The system of devices for interspinous stabilisation of the spine characterised by simultaneous application of interspinous devices (100, 101 and 102) and rails (200, 201) for multi-level fixation of a spine A comprising at least three spinous processes B at two levels so that at least two interspinous devices (100, 101 and 102) are placed between the spinous processes B on at least two levels of the spine A and two rails (200, 201) mounted by them, one on each side of the spinous processes B.

The system of claim 1 wherein the curvatures of the rails (200, 201) are adjusted by bending to the curvatures of the spine - lordosis or kyphosis and/or scoliosis.

The system of claim 1 wherein a terminal segment of the rail (200, 201) is cut at an angle adjusted to the angle of the sacral bone.

The system of claim 1 wherein one or both sides of the rail (200, 201) or a part thereof are smooth, ribbed, roughened or porous or have other surface alterations including introduction of bioactive agents.

The system of claim 1 wherein an interspinous device (100) is composed of a body (2) and a mounting part (3) of the body (2) and two moving arms (4) wherein the body (2) the arms (4) are provided with a through hole (8) so that the body

(2) through the mounting part

(3) is connected to the arms

(4) using a bolt

(5) and a nut (6).

6. The system of claim 5 wherein the rails (200) are secured to the interspinous device (100) using the arms (4) which are tightened by means of the bolt (5) and the nut (6).

7. The system of claim 5 wherein the surface of the interspinous device (100) or a part thereof including the inner surface of the arms (4) and/or the surfaces adjacent to the spinous processes are smooth, ribbed, roughened or porous or have other surface alterations including introduction of bioactive agents.

8. The system of claim 1 wherein a rail (201) has a longitudinal aperture (12) and an interspinous device (101) is composed of a body (2) with wings (7) and a hole (8).

9. The system of claim 8 wherein the rails (201) are fastened with the interspinous device (101) using a bolt (5) with a nut (6).

10. The system of claim 1 wherein an interspinous device (102) is composed of a body (2) with wings (7) and threaded studs (9) which are attached to both sides of the body (2).

11. The system of claim 10 wherein the rails (201) are mounted to the interspinous device (102) using the nuts (6) which are screwed on the threaded studs (9) sticking out from the sides of the interspinous devices (102).

**Stored data**
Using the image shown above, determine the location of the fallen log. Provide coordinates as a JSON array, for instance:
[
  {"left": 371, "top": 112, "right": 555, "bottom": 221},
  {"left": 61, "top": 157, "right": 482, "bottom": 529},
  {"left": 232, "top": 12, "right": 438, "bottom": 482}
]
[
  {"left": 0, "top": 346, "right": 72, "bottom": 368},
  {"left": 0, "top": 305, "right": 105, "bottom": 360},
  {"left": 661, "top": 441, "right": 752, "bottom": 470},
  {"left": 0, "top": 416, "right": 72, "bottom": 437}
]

...

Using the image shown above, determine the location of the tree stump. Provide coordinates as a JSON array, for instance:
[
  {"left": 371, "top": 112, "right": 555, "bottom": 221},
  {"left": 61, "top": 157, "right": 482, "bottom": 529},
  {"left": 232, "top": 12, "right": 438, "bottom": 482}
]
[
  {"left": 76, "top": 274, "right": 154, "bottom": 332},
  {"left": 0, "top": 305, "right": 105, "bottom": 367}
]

---

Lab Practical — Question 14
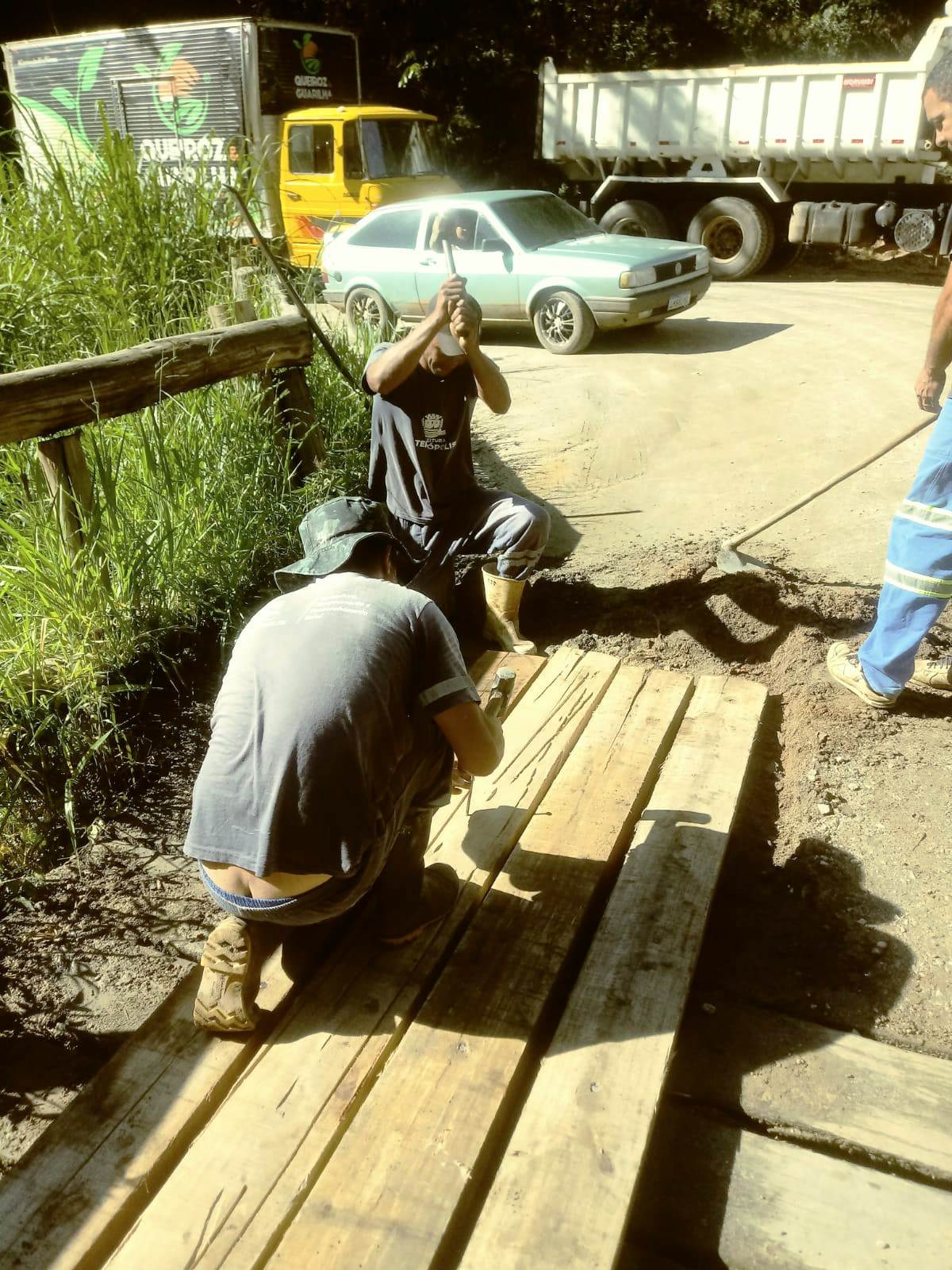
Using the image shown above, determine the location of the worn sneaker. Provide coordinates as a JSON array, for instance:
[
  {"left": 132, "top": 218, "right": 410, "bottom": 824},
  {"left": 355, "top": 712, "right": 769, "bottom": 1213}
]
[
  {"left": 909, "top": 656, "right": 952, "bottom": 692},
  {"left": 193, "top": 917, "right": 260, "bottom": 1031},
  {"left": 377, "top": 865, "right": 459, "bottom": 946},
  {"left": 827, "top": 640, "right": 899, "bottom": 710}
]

**Check your understanding**
1. In the spinal device claims, what is the angle of the cut on a terminal segment of the rail adjusted to?
2. Pick up the spinal device claims after claim 11 and carry them on.

**Answers to the tasks**
1. The angle of the sacral bone.

2.
12. The system of claim 8 or 10 wherein the surface of the interspinous devices (101, 102) or a part thereof including the inner surface of the wings (7) is smooth, ribbed, roughened or porous or have other surface alterations including introduction of bioactive agents.

13. The system of claim 1 wherein the rail (200, 201) or a part thereof is made of a porous material.

14. The system of claim 1 wherein the interspinous device (100, 101, 102) or a part thereof is produced of a porous material.

15. The system of claim 1 wherein the rail (200, 201) is made of titanium, its alloy, stainless steel and/or polymers, ultra high molecular weight polyethylene (UHMWPE) or polyetheretherketone (PEEK) or combinations of the above-mentioned materials.

16. The system of claim 1 wherein the interspinous device (100, 101, 102) is produced from titanium, its alloy, stainless steel and/or polymers, ultra high molecular weight polyethylene (UHMWPE) or polyetheretherketone (PEEK), ceramics or combinations of the above-mentioned materials.

17. The method of spinal stabilisation characterised by simultaneous application of interspinous devices (100, 101, 102) and rails (200, 201) on at least two levels of a spine A wherein interspinous devices (100, 101,102) are located in at least two interspinous spaces comprising at least three spinous processes B as well as by usage of two rails (200, 201), one at each side of the spinous processes B.

18. The method of spinal stabilisation of claim 17 wherein the interspinous devices (100, 101, 102) are adapted to the interspinous spaces between the adjacent spinous processes.